→ **TASK INPUTS**
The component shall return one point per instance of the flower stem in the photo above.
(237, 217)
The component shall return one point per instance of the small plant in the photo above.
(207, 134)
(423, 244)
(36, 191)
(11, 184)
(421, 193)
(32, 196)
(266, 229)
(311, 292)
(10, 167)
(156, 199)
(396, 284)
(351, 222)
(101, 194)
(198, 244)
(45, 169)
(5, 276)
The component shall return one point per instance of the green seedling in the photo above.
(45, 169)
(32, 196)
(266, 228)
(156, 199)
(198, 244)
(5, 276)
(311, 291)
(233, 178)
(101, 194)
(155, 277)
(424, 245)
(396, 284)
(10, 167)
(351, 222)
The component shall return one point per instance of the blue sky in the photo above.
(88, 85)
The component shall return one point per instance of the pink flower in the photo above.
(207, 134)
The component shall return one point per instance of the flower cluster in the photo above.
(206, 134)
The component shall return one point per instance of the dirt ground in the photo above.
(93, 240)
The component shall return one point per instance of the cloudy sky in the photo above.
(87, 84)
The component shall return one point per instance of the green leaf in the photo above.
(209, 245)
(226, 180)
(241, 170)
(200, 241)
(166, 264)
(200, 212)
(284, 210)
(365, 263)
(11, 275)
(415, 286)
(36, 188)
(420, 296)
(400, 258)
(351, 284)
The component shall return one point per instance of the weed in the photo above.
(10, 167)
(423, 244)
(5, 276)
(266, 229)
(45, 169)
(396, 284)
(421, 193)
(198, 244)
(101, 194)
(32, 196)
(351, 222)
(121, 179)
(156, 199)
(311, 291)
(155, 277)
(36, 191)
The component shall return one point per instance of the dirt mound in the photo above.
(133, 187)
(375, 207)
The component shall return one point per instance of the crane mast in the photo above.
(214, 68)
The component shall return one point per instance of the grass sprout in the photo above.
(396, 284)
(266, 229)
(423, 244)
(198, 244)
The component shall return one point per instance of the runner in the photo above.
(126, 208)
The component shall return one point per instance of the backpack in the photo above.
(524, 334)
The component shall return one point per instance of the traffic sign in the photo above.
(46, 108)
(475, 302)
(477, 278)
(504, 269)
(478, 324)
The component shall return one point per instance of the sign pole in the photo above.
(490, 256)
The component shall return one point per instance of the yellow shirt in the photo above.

→ **INSTRUCTIONS FOR THE TASK**
Put the lines above into a JSON list of strings, one string per line, leaving out blank lines.

→ **THE REPLY**
[
  "The component shall return one point per instance of the flower stem in the photo above.",
  "(237, 217)",
  "The component shall return one point per instance of the small plant in the photo above.",
  "(207, 134)",
  "(423, 244)",
  "(36, 191)",
  "(11, 184)",
  "(421, 193)",
  "(32, 196)",
  "(266, 229)",
  "(311, 292)",
  "(10, 167)",
  "(156, 199)",
  "(396, 284)",
  "(351, 222)",
  "(101, 194)",
  "(198, 244)",
  "(45, 169)",
  "(5, 276)",
  "The component shall return one point per instance of the green seedling in the photo above.",
  "(45, 169)",
  "(32, 196)",
  "(266, 228)",
  "(156, 199)",
  "(198, 244)",
  "(5, 276)",
  "(311, 291)",
  "(233, 178)",
  "(101, 194)",
  "(155, 277)",
  "(424, 245)",
  "(396, 284)",
  "(10, 167)",
  "(351, 222)",
  "The component shall return one point per instance of the blue sky in the photo above.",
  "(88, 85)",
  "The component shall return one point per instance of the pink flower in the photo above.",
  "(207, 134)",
  "The component shall return one point per instance of the flower cluster in the photo above.",
  "(206, 134)",
  "The component shall return one point per instance of the dirt ground in the photo above.",
  "(93, 240)",
  "The component shall return one point per instance of the cloudy sky in the photo above.",
  "(87, 84)",
  "The component shall return one point per instance of the green leaf in the photo above.",
  "(209, 245)",
  "(226, 180)",
  "(241, 170)",
  "(200, 241)",
  "(166, 264)",
  "(200, 212)",
  "(284, 210)",
  "(365, 263)",
  "(11, 275)",
  "(415, 286)",
  "(36, 188)",
  "(420, 296)",
  "(400, 258)",
  "(351, 284)",
  "The component shall return one point per instance of the weed in the photo above.",
  "(10, 167)",
  "(423, 244)",
  "(5, 276)",
  "(266, 229)",
  "(45, 169)",
  "(396, 284)",
  "(421, 193)",
  "(198, 244)",
  "(101, 194)",
  "(32, 196)",
  "(351, 222)",
  "(121, 179)",
  "(156, 199)",
  "(311, 291)",
  "(155, 277)",
  "(36, 191)",
  "The component shall return one point per instance of the dirt mound in the photo above.",
  "(133, 187)",
  "(375, 207)",
  "The component shall return one point per instance of the crane mast in the photo above.",
  "(214, 68)",
  "The component shall return one point per instance of the grass sprout in the photo above.",
  "(396, 284)",
  "(266, 229)",
  "(423, 244)",
  "(198, 244)",
  "The component shall return one point per instance of the runner in the photo above.",
  "(126, 208)",
  "The component shall return one point per instance of the backpack in the photo above.",
  "(524, 334)",
  "The component shall return one point per instance of the traffic sign in the photo above.",
  "(46, 108)",
  "(475, 302)",
  "(477, 278)",
  "(504, 269)",
  "(478, 324)",
  "The component shall return one point per instance of the sign pole in the photo above.",
  "(490, 256)",
  "The component shall return one point per instance of the yellow shirt in the photo above."
]